Rescale the part of the entries that runs from their start through the line containing "[[746, 196, 825, 324]]", both ends included, and reproduce those lines alone, requests included, with every bounding box coordinate in the answers multiplied by 1.5 and rounded to the nearest whole number, halves rounded up. Leave the pictures out of your answer.

───── DATA SUPPLIED ─────

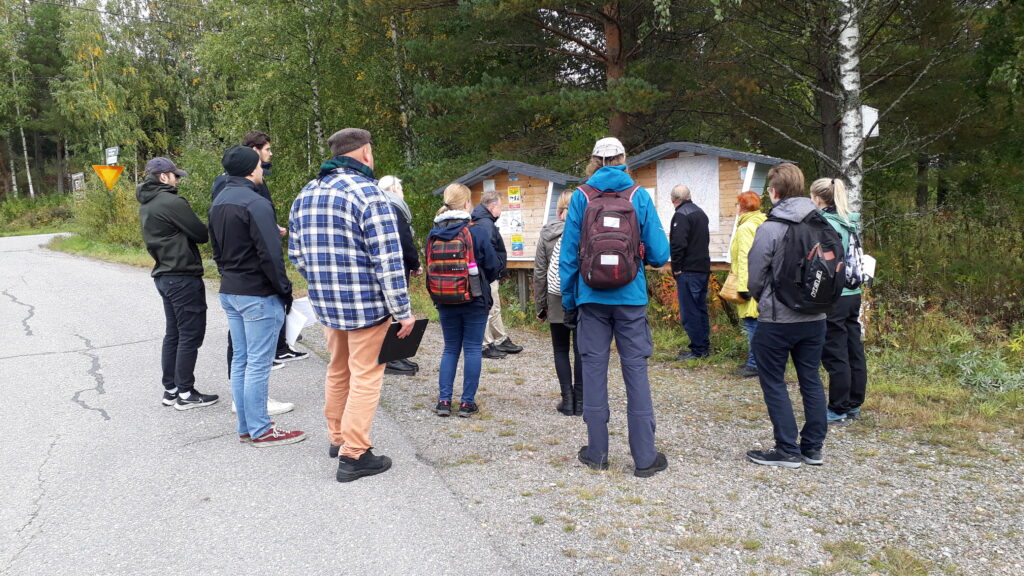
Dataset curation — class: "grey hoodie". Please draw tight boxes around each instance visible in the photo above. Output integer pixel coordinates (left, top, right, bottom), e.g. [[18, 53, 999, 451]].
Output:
[[746, 196, 825, 324]]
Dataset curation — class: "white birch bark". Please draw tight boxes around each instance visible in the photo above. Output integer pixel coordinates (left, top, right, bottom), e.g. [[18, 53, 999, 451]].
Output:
[[7, 138, 17, 198], [839, 0, 864, 212], [303, 14, 325, 158]]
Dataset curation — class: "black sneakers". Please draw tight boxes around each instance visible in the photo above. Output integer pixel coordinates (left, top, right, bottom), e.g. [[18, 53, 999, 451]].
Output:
[[175, 389, 219, 410], [577, 446, 608, 470], [481, 344, 508, 360], [732, 364, 758, 378], [336, 449, 391, 482], [273, 345, 309, 362], [384, 360, 420, 376], [459, 402, 480, 418], [494, 338, 522, 354], [800, 450, 824, 466], [633, 452, 669, 478], [160, 388, 178, 406], [746, 448, 802, 468]]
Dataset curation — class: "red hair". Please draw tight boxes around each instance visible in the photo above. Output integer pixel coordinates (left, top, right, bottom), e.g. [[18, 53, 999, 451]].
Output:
[[736, 191, 761, 213]]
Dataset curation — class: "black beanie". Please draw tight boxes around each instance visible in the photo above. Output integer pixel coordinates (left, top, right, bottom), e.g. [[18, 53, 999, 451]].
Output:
[[220, 146, 259, 177]]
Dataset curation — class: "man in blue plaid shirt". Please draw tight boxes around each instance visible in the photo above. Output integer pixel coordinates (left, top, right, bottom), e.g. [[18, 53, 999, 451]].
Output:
[[288, 128, 415, 482]]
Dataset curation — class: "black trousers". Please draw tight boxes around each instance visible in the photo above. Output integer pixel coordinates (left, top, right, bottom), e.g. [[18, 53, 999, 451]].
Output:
[[550, 322, 583, 402], [821, 294, 867, 414], [227, 322, 288, 379], [153, 274, 206, 392]]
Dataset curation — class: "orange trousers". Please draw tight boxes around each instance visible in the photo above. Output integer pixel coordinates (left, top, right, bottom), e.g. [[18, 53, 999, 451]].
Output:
[[324, 322, 390, 458]]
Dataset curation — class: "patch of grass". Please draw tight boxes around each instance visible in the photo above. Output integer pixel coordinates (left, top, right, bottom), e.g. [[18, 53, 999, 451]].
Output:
[[868, 546, 934, 576], [670, 534, 732, 554]]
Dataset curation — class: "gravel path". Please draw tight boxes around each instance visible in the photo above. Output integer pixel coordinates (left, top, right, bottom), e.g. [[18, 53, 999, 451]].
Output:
[[307, 323, 1024, 576]]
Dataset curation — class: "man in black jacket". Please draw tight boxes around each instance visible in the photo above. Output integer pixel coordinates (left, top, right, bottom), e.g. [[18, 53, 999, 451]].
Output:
[[472, 190, 522, 360], [211, 130, 299, 416], [135, 158, 217, 410], [669, 184, 711, 360], [210, 146, 305, 446], [377, 174, 423, 376]]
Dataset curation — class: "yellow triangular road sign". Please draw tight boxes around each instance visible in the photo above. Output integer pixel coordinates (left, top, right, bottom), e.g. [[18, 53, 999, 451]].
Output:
[[92, 164, 125, 190]]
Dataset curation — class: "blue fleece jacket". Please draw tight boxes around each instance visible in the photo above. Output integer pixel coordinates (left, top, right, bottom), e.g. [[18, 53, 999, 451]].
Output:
[[558, 166, 670, 310]]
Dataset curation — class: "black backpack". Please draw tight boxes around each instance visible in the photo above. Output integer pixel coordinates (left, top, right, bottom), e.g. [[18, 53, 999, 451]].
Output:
[[580, 184, 643, 290], [768, 210, 846, 314]]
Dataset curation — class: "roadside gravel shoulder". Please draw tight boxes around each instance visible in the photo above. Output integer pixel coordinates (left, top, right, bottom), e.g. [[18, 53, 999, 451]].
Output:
[[299, 323, 1024, 576]]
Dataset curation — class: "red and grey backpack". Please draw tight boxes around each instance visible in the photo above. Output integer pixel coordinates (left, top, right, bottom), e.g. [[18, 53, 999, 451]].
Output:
[[426, 222, 476, 305], [580, 184, 643, 290]]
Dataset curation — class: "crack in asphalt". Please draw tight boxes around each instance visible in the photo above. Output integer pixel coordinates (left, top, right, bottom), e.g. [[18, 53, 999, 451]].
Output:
[[71, 333, 111, 420], [0, 336, 164, 360], [2, 435, 60, 573], [3, 286, 36, 336]]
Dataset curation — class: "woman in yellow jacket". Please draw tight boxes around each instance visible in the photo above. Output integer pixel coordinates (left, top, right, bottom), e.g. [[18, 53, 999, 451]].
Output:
[[729, 191, 767, 378]]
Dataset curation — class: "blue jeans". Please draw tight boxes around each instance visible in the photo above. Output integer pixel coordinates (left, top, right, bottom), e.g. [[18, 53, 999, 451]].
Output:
[[577, 304, 657, 468], [742, 317, 758, 368], [437, 303, 487, 402], [676, 272, 711, 357], [220, 294, 285, 438], [754, 320, 828, 456]]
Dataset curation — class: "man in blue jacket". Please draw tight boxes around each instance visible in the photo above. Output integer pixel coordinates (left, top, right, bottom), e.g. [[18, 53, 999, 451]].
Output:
[[558, 138, 669, 478]]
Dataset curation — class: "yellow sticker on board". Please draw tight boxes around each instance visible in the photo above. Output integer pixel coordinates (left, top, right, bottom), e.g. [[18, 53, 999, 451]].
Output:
[[92, 164, 125, 190]]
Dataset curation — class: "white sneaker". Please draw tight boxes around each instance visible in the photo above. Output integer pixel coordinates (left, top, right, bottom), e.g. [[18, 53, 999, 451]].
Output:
[[231, 398, 295, 416]]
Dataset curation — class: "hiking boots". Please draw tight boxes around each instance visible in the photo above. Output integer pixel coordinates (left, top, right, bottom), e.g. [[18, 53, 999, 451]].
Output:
[[160, 388, 178, 406], [174, 389, 219, 410], [495, 338, 522, 354], [273, 344, 309, 362], [633, 452, 669, 478], [732, 364, 758, 378], [746, 448, 801, 468], [252, 422, 306, 447], [800, 450, 825, 466], [335, 448, 391, 482], [480, 344, 508, 360], [384, 360, 420, 376]]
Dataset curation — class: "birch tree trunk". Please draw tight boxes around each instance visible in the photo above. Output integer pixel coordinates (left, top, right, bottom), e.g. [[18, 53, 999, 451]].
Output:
[[839, 0, 864, 212], [303, 14, 325, 158], [14, 107, 36, 198], [7, 138, 17, 198], [388, 16, 416, 166]]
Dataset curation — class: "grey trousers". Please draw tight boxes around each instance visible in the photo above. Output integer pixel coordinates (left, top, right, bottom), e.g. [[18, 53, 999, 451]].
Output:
[[483, 280, 509, 346], [577, 304, 657, 468]]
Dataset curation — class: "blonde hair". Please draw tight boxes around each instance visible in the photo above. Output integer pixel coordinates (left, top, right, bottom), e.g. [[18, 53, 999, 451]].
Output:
[[437, 182, 470, 216], [586, 154, 626, 177], [811, 178, 850, 221], [555, 190, 572, 215]]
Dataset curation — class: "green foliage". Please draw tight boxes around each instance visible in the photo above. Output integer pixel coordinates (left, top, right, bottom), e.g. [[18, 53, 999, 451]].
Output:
[[75, 179, 143, 248], [0, 195, 73, 236]]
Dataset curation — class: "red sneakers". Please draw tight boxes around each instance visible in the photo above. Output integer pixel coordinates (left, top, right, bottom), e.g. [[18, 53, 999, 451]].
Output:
[[252, 424, 306, 446]]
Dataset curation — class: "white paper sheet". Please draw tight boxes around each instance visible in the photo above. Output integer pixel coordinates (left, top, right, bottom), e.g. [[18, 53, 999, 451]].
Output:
[[285, 298, 316, 346]]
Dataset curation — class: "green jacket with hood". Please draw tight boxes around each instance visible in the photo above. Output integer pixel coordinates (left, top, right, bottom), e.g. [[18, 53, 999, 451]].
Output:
[[819, 208, 861, 296], [135, 176, 210, 278]]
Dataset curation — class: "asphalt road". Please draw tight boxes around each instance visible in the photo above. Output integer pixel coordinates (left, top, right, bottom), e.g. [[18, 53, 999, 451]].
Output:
[[0, 236, 512, 575]]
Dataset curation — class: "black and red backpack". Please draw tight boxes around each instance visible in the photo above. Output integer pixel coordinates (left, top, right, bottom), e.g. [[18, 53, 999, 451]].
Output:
[[580, 184, 643, 290]]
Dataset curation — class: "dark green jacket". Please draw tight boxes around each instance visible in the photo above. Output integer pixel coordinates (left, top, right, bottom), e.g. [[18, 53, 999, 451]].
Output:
[[135, 176, 210, 278]]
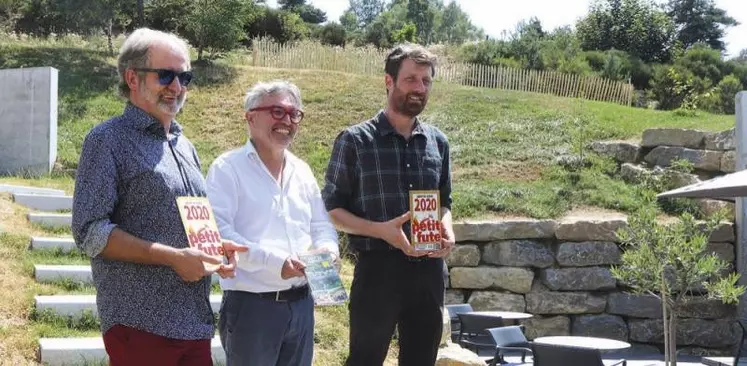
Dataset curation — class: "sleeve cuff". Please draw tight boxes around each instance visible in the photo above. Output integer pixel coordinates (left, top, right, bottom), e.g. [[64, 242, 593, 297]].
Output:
[[81, 220, 117, 258]]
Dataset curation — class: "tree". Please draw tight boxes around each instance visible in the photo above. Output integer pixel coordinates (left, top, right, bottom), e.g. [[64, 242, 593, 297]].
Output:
[[611, 197, 744, 365], [350, 0, 384, 28], [576, 0, 675, 63], [667, 0, 739, 51], [186, 0, 244, 60], [407, 0, 436, 44]]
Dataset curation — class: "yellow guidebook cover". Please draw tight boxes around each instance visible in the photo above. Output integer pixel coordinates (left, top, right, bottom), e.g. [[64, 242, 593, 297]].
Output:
[[176, 197, 225, 257], [410, 191, 441, 250]]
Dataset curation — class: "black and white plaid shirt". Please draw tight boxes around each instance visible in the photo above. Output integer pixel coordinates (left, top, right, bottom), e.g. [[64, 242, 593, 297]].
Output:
[[322, 111, 451, 251]]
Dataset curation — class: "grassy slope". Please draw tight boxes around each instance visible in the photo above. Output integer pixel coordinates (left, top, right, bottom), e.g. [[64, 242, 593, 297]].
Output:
[[0, 38, 734, 365]]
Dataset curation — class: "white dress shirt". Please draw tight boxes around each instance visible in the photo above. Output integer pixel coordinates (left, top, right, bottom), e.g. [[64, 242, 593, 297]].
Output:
[[207, 141, 339, 292]]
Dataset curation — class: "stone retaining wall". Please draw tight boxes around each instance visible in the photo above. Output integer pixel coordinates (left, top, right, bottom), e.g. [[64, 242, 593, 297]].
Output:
[[446, 215, 741, 355]]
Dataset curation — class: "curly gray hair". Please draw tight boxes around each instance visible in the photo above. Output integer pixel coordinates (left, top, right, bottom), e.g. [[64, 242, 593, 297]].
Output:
[[117, 28, 189, 98]]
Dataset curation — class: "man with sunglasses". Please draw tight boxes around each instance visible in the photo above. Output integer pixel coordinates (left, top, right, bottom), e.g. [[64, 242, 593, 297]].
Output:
[[72, 29, 247, 366], [207, 81, 339, 366], [324, 45, 454, 366]]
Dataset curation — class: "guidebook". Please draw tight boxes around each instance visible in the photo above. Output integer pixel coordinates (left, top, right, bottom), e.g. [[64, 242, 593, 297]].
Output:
[[298, 252, 348, 306], [410, 191, 441, 250], [176, 197, 225, 257]]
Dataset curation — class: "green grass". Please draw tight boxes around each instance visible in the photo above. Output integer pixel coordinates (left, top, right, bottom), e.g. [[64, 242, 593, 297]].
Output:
[[0, 34, 735, 219]]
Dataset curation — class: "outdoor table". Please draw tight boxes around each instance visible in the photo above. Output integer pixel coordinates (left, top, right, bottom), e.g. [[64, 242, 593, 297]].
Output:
[[534, 336, 630, 350]]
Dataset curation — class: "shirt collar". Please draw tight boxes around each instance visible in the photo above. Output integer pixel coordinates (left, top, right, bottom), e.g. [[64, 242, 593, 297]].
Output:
[[123, 102, 182, 135], [374, 110, 425, 136]]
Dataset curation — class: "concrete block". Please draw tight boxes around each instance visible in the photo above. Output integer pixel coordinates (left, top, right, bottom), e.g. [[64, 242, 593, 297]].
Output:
[[13, 193, 73, 211], [0, 67, 58, 176], [29, 212, 73, 228], [39, 336, 226, 366], [30, 237, 78, 252], [0, 184, 65, 195]]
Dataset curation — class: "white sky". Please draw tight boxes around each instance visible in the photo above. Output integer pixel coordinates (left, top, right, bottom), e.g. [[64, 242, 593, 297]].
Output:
[[267, 0, 747, 56]]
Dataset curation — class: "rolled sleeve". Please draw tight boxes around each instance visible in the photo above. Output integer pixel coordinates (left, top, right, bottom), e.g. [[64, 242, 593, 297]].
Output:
[[206, 158, 287, 273], [322, 130, 357, 211], [72, 130, 117, 257]]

─────

EXPECTED ANSWER:
Dataset curation — class: "grey hoodie". Please draw tight boxes around each instance visible in the photo above. Output integer pixel coordinates (left, top, right, bottom), e.g. [[18, 53, 999, 451]].
Output:
[[1119, 294, 1238, 486]]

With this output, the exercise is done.